━━ SUPPLIED MATERIAL ━━

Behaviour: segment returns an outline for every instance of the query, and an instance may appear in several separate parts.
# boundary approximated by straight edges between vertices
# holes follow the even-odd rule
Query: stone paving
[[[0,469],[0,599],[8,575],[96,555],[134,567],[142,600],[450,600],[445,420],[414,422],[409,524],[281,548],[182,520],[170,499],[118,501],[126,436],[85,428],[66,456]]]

━━━

**AIM OF THE TASK**.
If a line comes after the one with "# holes follow the even-odd rule", leave it out; reproduce exactly every line of the material from the first up to and including that one.

**RESULT BELOW**.
Behaviour: segment returns an outline for every instance of the query, and an instance may appear in several separate parts.
# boundary approximated by straight edges between vertices
# holes follow the even-odd rule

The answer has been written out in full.